Stated goal -> Reproduce the material below line for line, keeping every word, number, and bracket unchanged.

--- Start of Input rows ---

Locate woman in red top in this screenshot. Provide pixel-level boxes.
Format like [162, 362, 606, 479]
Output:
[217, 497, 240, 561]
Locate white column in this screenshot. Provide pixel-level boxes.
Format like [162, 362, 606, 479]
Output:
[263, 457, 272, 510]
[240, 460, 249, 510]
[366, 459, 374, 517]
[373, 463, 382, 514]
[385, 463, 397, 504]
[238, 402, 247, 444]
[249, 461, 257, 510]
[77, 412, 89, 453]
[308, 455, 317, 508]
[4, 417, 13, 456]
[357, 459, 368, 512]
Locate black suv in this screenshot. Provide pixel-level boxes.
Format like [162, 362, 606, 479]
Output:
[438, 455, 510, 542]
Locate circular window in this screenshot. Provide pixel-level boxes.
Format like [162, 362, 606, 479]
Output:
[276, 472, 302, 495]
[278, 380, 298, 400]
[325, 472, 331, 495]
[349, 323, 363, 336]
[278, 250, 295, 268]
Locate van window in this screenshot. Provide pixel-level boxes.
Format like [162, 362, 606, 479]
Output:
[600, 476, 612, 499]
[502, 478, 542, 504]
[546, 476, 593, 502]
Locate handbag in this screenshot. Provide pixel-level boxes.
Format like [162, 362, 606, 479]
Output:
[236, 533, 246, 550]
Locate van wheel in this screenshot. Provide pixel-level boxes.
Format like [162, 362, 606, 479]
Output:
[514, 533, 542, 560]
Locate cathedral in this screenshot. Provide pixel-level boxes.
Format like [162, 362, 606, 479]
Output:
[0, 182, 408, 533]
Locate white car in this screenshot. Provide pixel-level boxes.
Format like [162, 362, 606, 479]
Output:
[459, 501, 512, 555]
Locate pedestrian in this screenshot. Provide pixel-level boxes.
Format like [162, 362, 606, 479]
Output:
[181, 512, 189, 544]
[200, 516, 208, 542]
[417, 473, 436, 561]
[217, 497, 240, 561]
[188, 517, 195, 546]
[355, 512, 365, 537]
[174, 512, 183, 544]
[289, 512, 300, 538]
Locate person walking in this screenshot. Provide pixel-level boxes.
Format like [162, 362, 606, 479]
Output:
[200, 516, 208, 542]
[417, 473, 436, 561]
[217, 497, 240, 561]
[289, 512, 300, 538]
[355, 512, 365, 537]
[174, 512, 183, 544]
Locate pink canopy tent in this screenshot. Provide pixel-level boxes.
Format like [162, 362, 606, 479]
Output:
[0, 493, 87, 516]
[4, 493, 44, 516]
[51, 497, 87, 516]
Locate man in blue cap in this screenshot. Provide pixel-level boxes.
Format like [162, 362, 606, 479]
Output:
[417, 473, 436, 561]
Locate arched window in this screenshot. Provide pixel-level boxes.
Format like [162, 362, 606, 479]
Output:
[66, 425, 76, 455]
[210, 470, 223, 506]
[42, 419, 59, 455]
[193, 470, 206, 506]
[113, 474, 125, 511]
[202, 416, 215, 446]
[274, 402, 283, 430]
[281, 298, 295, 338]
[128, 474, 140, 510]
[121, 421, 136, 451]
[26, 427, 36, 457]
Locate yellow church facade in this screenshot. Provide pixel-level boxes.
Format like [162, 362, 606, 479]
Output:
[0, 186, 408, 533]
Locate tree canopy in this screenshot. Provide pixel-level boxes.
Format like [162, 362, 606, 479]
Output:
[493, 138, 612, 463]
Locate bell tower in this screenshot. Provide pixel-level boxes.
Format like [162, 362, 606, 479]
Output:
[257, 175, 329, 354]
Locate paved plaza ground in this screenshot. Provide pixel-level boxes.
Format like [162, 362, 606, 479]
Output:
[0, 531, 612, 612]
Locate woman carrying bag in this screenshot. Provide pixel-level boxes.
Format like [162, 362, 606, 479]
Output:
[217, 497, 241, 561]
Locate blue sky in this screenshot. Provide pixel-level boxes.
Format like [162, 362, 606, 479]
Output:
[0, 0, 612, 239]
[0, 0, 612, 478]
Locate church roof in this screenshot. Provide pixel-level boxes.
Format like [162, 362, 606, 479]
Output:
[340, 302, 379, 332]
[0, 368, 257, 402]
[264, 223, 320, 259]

--- End of Input rows ---

Expected answer ->
Locate woman in red top in this screenshot. Provide pixel-level boxes.
Format like [162, 362, 606, 479]
Output:
[217, 497, 240, 561]
Locate white column in this screenshot. Provide pixel-level boxes.
Format like [162, 362, 606, 479]
Output:
[263, 457, 272, 510]
[240, 460, 249, 510]
[366, 459, 374, 517]
[373, 463, 382, 514]
[385, 463, 397, 504]
[238, 402, 247, 444]
[249, 461, 257, 510]
[77, 412, 89, 453]
[308, 455, 317, 508]
[4, 417, 13, 456]
[357, 459, 368, 512]
Locate black suv in this screenshot. Provide pixel-level boxes.
Format like [162, 362, 606, 479]
Output:
[438, 455, 510, 542]
Locate circular window in this screenshot. Provide pixel-level boxes.
Format like [162, 362, 606, 479]
Output:
[276, 472, 302, 495]
[278, 380, 298, 400]
[325, 472, 331, 495]
[349, 323, 363, 336]
[278, 250, 295, 268]
Locate van window in this screenshot. Provide pixel-level boxes.
Format like [162, 362, 606, 479]
Output:
[600, 476, 612, 499]
[502, 478, 542, 504]
[546, 476, 593, 502]
Locate handbag in this screenshot. Provide pixel-level boxes.
Format like [162, 362, 606, 479]
Output:
[236, 533, 246, 550]
Locate van wheel in this screenshot. Provide pixel-level boxes.
Format like [162, 362, 606, 479]
Output:
[514, 533, 542, 560]
Locate cathedral in this screenshot. Provide pixel-level boxes.
Format like [162, 362, 606, 479]
Output:
[0, 182, 408, 533]
Locate white car in this screenshot. Provide pixel-level boxes.
Format like [162, 362, 606, 479]
Output:
[459, 501, 512, 555]
Locate pedestrian in this screenshot. Provide pixel-level boxes.
Format like [162, 362, 606, 479]
Output:
[181, 512, 189, 544]
[200, 516, 208, 542]
[417, 473, 436, 561]
[217, 497, 240, 561]
[188, 517, 195, 546]
[355, 512, 365, 537]
[174, 512, 183, 544]
[289, 512, 300, 538]
Locate person walking in this screenshot. Provide pixel-level boxes.
Format like [162, 362, 606, 479]
Output:
[200, 516, 208, 542]
[417, 473, 436, 561]
[217, 497, 240, 561]
[289, 512, 300, 538]
[355, 512, 365, 537]
[174, 512, 183, 544]
Locate pink canopy tent in this screenshot. Provide pixel-level boxes.
Format like [162, 362, 606, 479]
Output:
[0, 493, 87, 516]
[4, 493, 44, 516]
[51, 497, 87, 516]
Locate man in blue cap in this screenshot. Provide pixel-level boxes.
Format like [162, 362, 606, 479]
Output:
[417, 473, 436, 561]
Locate arched window in this screenshot. Provide pixel-level boxes.
Format like [162, 362, 606, 479]
Output:
[66, 425, 76, 455]
[210, 470, 223, 506]
[42, 419, 59, 455]
[193, 470, 206, 506]
[113, 474, 125, 511]
[202, 416, 215, 446]
[274, 402, 283, 430]
[281, 298, 295, 338]
[128, 474, 140, 510]
[121, 421, 136, 451]
[26, 427, 36, 457]
Locate yellow church facade in this screenshot. Provide pixel-level boxes.
Format like [162, 362, 606, 479]
Output:
[0, 186, 408, 533]
Locate tree canopy in this screenshot. Provide pixel-level boxes.
Format like [162, 362, 606, 479]
Output:
[493, 138, 612, 463]
Locate bell tower in this screenshot. Provide pixel-level boxes.
Format like [162, 362, 606, 479]
Output:
[257, 175, 329, 354]
Locate paved plaza ground in this screenshot. Provide pixel-level boxes.
Format like [162, 362, 606, 479]
Output:
[0, 531, 612, 612]
Locate woman carrying bag in this screenshot. Provide pixel-level boxes.
Format like [162, 362, 606, 479]
Output:
[217, 497, 241, 561]
Locate blue sky in this screenshot. Provide pixel-level boxes.
Format like [162, 362, 606, 479]
Output:
[0, 0, 612, 239]
[0, 0, 612, 478]
Locate church roof in this screenshot. Provide pixel-level boxes.
Format like [162, 362, 606, 479]
Output:
[340, 302, 379, 332]
[0, 368, 257, 402]
[264, 223, 320, 259]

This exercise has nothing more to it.